(Point annotation dataset items)

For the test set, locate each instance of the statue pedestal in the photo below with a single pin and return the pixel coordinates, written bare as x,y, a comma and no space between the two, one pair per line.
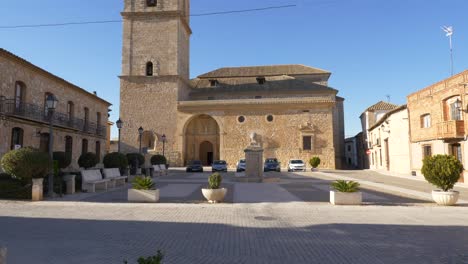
253,164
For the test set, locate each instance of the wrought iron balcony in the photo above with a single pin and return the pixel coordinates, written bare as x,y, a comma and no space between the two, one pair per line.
451,129
33,112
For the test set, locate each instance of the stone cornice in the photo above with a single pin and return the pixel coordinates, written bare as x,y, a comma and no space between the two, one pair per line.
298,103
172,13
166,78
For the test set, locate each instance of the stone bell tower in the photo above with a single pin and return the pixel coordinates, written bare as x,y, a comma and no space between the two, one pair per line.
155,71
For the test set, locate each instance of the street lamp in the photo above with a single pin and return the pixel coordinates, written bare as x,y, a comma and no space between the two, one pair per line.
164,143
51,103
119,126
140,132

#### Requirement
Write out all of the items again, swapping every "pixel coordinates" for "image coordinates" and changing nothing else. Omit the pictures.

#### Written response
For the test set, locate each instance of the statue pedestal in the photo below with a single pin and return the image coordinates, written bare as x,y, a comma and no space between the two, one pair per line.
253,164
For the test set, locate each instance of the wrought iron balcony in the photo above with a single pin and return the image coordinates, written bare as x,y, a comma and no space between the two, one pair per line.
451,129
33,112
For the test set, locate each instance of the stone cornice in the photo above with a single pin and return the image coordinates, written bare as x,y, a comma and no space between the two, one pair per line.
298,103
172,13
166,78
For the test set, locate each instance of the stone bell tower in the photo above with a single pin and return the image coordinates, written bare as x,y, a comma and no space between the two, one pair per line.
155,71
For the test set, locate each instance of the street lamp in the photo above with a single pin and return the image coordinates, written bare as x,y, a comma and no space between the two, one pair per line.
164,143
51,103
119,126
140,132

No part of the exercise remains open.